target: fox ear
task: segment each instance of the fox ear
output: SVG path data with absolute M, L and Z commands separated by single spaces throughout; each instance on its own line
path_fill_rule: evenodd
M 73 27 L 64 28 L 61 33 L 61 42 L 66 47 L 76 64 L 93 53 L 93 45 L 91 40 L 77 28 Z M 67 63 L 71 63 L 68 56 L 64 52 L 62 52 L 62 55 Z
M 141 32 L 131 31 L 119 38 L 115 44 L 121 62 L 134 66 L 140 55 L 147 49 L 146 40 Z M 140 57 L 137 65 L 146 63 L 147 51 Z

PROBLEM DETAILS:
Rewrite every line of the listing above as a JSON array of strings, one string per line, skipping any blank lines.

ANSWER TO THE EXERCISE:
[
  "target: fox ear",
  "task: segment each instance of the fox ear",
  "output: SVG path data with absolute M, L and Z commands separated by single spaces throughout; each instance on its own line",
  "path_fill_rule: evenodd",
  "M 73 27 L 64 28 L 61 33 L 61 42 L 66 47 L 76 64 L 93 53 L 93 45 L 91 40 L 77 28 Z M 67 63 L 71 63 L 68 56 L 64 52 L 62 52 L 62 55 Z",
  "M 141 32 L 131 31 L 119 38 L 115 44 L 121 62 L 134 66 L 140 55 L 147 49 L 146 40 Z M 140 57 L 137 65 L 146 63 L 147 51 Z"
]